Exercise details
Reproduce all entries verbatim, with nothing added or dropped.

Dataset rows
------------

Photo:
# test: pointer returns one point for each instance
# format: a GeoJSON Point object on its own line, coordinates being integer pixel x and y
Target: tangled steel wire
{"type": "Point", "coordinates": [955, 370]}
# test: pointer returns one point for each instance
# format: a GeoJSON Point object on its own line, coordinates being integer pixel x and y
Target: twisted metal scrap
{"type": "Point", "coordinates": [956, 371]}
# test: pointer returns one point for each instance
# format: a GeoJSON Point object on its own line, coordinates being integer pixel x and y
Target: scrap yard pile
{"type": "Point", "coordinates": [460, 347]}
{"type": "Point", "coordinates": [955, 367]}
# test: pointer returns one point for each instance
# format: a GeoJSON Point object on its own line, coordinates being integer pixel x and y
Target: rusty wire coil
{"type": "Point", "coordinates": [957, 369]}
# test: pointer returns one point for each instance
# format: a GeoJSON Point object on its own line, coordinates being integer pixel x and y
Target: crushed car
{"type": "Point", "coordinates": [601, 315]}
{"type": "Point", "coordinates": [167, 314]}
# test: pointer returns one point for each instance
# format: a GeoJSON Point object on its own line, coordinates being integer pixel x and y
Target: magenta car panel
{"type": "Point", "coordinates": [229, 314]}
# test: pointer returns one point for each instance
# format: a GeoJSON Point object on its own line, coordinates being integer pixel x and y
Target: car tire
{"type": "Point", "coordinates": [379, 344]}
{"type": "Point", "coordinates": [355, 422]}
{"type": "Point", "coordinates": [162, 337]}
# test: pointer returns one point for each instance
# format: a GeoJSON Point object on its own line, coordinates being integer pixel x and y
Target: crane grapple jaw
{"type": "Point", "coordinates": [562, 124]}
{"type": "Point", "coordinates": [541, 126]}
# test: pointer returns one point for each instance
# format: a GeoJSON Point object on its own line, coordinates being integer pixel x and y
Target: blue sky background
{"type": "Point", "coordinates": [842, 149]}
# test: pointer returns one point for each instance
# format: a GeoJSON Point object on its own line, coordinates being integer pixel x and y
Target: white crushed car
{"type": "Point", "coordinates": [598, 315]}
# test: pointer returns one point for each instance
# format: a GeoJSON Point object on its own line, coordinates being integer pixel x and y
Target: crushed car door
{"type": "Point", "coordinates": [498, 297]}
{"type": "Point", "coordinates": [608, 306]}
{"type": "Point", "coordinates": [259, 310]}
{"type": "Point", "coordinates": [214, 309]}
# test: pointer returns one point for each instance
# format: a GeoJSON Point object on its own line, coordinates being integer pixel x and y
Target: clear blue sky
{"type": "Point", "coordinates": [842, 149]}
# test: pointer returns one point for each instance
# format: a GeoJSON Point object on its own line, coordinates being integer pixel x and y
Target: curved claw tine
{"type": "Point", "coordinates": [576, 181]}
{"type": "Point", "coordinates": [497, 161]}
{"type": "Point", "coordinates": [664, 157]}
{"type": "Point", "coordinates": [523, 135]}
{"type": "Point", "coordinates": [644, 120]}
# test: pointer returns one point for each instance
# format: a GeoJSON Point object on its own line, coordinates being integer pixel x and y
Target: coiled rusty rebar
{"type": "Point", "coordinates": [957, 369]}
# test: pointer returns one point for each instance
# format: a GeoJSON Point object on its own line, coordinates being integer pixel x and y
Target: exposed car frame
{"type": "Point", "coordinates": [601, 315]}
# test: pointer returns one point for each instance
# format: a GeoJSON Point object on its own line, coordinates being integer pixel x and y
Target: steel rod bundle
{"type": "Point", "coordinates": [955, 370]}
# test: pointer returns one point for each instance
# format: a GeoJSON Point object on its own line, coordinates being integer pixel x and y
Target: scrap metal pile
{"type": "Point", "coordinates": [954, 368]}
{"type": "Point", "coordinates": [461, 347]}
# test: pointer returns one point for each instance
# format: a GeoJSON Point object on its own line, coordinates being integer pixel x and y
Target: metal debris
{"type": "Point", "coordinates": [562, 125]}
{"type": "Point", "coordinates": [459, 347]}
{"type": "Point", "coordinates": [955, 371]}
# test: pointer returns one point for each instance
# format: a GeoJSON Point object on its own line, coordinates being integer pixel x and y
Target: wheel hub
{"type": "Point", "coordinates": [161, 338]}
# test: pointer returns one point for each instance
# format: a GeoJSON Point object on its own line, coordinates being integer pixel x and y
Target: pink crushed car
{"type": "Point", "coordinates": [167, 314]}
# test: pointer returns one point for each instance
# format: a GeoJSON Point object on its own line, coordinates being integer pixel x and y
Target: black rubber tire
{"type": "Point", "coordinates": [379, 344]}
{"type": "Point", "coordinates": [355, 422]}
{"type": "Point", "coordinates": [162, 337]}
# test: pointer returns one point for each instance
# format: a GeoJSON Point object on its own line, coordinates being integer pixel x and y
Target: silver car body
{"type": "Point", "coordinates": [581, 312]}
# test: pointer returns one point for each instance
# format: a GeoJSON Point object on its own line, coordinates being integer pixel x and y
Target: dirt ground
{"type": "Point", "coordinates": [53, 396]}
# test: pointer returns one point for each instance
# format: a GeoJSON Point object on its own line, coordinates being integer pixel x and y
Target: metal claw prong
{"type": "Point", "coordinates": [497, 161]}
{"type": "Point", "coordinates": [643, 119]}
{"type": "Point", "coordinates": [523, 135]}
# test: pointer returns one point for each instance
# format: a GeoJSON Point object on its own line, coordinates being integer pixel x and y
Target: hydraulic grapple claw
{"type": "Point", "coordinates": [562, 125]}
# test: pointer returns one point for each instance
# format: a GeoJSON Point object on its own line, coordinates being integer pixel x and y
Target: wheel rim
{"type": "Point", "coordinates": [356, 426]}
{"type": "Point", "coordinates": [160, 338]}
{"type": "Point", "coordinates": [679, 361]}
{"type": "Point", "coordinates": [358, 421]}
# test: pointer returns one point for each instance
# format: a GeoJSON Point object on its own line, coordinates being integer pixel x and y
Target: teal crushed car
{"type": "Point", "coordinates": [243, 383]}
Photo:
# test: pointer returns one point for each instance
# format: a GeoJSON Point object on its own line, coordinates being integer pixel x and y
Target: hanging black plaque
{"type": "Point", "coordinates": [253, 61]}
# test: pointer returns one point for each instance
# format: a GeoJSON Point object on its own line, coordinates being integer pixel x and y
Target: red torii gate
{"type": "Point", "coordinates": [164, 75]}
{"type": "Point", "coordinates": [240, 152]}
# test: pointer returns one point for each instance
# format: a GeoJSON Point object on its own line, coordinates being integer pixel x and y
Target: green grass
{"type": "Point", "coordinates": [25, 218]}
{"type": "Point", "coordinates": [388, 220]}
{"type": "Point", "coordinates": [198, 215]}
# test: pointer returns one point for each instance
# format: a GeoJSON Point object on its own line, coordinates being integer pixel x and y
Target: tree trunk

------------

Response to this task
Photo:
# test: pointer returns one point for each instance
# format: a GeoJSON Point object on its own line, coordinates being integer pixel x and y
Target: tangled steel wire
{"type": "Point", "coordinates": [955, 370]}
# test: pointer returns one point for each instance
# format: a GeoJSON Point object on its own line, coordinates being integer pixel x and y
Target: twisted metal scrap
{"type": "Point", "coordinates": [956, 371]}
# test: pointer returns one point for each instance
# format: a GeoJSON Point object on its own line, coordinates being integer pixel x and y
Target: scrap yard pile
{"type": "Point", "coordinates": [460, 347]}
{"type": "Point", "coordinates": [955, 367]}
# test: pointer returns one point for each instance
# format: a GeoJSON Point object on its own line, coordinates being integer pixel x and y
Target: rusty wire coil
{"type": "Point", "coordinates": [957, 369]}
# test: pointer returns one point for each instance
# format: a GeoJSON Point object on its own line, coordinates being integer pixel x and y
Target: crushed car
{"type": "Point", "coordinates": [601, 315]}
{"type": "Point", "coordinates": [167, 314]}
# test: pointer returns one point for each instance
# format: a GeoJSON Point object on its own line, coordinates being integer pixel x and y
Target: magenta car panel
{"type": "Point", "coordinates": [229, 314]}
# test: pointer returns one point for each instance
# format: a GeoJSON Point object on its own line, coordinates being integer pixel x and y
Target: car tire
{"type": "Point", "coordinates": [379, 344]}
{"type": "Point", "coordinates": [355, 422]}
{"type": "Point", "coordinates": [162, 337]}
# test: pointer returns one point for each instance
# format: a GeoJSON Point object on its own line, coordinates being integer pixel x and y
Target: crane grapple jaw
{"type": "Point", "coordinates": [562, 124]}
{"type": "Point", "coordinates": [541, 126]}
# test: pointer returns one point for each instance
# format: a GeoJSON Point object on its own line, coordinates being integer pixel x and y
Target: blue sky background
{"type": "Point", "coordinates": [842, 149]}
# test: pointer returns one point for each instance
# format: a GeoJSON Point object on its own line, coordinates being integer pixel x and y
Target: white crushed car
{"type": "Point", "coordinates": [598, 315]}
# test: pointer returns one point for each instance
# format: a GeoJSON Point object on its own line, coordinates being integer pixel x and y
Target: crushed car door
{"type": "Point", "coordinates": [498, 297]}
{"type": "Point", "coordinates": [608, 306]}
{"type": "Point", "coordinates": [259, 310]}
{"type": "Point", "coordinates": [214, 309]}
# test: pointer returns one point for each instance
# format: a GeoJSON Point object on its own line, coordinates being integer pixel x and y
Target: clear blue sky
{"type": "Point", "coordinates": [842, 149]}
# test: pointer returns one point for each instance
# format: a GeoJSON Point object on its own line, coordinates being integer pixel x and y
Target: curved claw tine
{"type": "Point", "coordinates": [576, 181]}
{"type": "Point", "coordinates": [497, 161]}
{"type": "Point", "coordinates": [664, 157]}
{"type": "Point", "coordinates": [523, 135]}
{"type": "Point", "coordinates": [644, 120]}
# test: pointer returns one point for each instance
# format: a GeoJSON Point object on its own line, coordinates being integer pixel x and y
Target: coiled rusty rebar
{"type": "Point", "coordinates": [957, 369]}
# test: pointer returns one point for each instance
# format: a GeoJSON Point object on its own line, coordinates being integer pixel x and y
Target: exposed car frame
{"type": "Point", "coordinates": [601, 315]}
# test: pointer returns one point for each instance
# format: a GeoJSON Point object on its own line, coordinates being integer pixel x and y
Target: steel rod bundle
{"type": "Point", "coordinates": [955, 370]}
# test: pointer returns one point for each instance
# format: a GeoJSON Point object on its own line, coordinates being integer pixel x and y
Target: scrap metal pile
{"type": "Point", "coordinates": [954, 368]}
{"type": "Point", "coordinates": [461, 347]}
# test: pointer returns one point for each instance
# format: a GeoJSON Point object on its own line, coordinates being integer pixel x and y
Target: metal debris
{"type": "Point", "coordinates": [562, 125]}
{"type": "Point", "coordinates": [459, 347]}
{"type": "Point", "coordinates": [955, 371]}
# test: pointer returns one point for each instance
# format: a GeoJSON Point object on its own line, coordinates being integer pixel x and y
Target: wheel hub
{"type": "Point", "coordinates": [161, 338]}
# test: pointer returns one point for each instance
# format: a GeoJSON Point object on its own line, coordinates being integer pixel x and y
Target: pink crushed car
{"type": "Point", "coordinates": [167, 314]}
# test: pointer returns one point for each instance
# format: a GeoJSON Point object on its own line, coordinates being integer pixel x and y
Target: black rubber tire
{"type": "Point", "coordinates": [379, 344]}
{"type": "Point", "coordinates": [355, 422]}
{"type": "Point", "coordinates": [162, 337]}
# test: pointer returns one point for each instance
# format: a GeoJSON Point object on its own line, coordinates being integer pixel x and y
Target: silver car body
{"type": "Point", "coordinates": [581, 312]}
# test: pointer returns one point for each instance
# format: a GeoJSON Point object on its own line, coordinates being integer pixel x and y
Target: dirt ground
{"type": "Point", "coordinates": [53, 396]}
# test: pointer returns one point for each instance
# format: a GeoJSON Point object on its own line, coordinates being integer pixel x and y
Target: metal claw prong
{"type": "Point", "coordinates": [497, 161]}
{"type": "Point", "coordinates": [643, 119]}
{"type": "Point", "coordinates": [523, 135]}
# test: pointer returns one point for each instance
# format: a GeoJSON Point object on its own line, coordinates being integer pixel x and y
Target: hydraulic grapple claw
{"type": "Point", "coordinates": [562, 125]}
# test: pointer returns one point for each instance
# format: a GeoJSON Point object on its own line, coordinates being integer pixel x and y
Target: wheel rim
{"type": "Point", "coordinates": [356, 426]}
{"type": "Point", "coordinates": [160, 338]}
{"type": "Point", "coordinates": [679, 361]}
{"type": "Point", "coordinates": [358, 421]}
# test: pointer returns one point for each instance
# format: a GeoJSON Point object on its own line, coordinates being integer pixel x and y
Target: teal crushed car
{"type": "Point", "coordinates": [243, 383]}
Photo:
# test: pointer returns one point for each instance
# format: a GeoJSON Point object on its own line, coordinates being integer pixel x and y
Target: hanging black plaque
{"type": "Point", "coordinates": [253, 61]}
# test: pointer returns one point for each instance
# format: a GeoJSON Point object on its own line, coordinates being integer pixel x and y
Target: red torii gate
{"type": "Point", "coordinates": [164, 75]}
{"type": "Point", "coordinates": [240, 152]}
# test: pointer returns one point for each instance
# format: a GeoJSON Point object on its own line, coordinates being integer pixel x and y
Target: green grass
{"type": "Point", "coordinates": [25, 218]}
{"type": "Point", "coordinates": [388, 220]}
{"type": "Point", "coordinates": [198, 215]}
# test: pointer returns one point for each instance
# format: a GeoJSON Point object on its own line, coordinates being integer pixel x and y
Target: tree trunk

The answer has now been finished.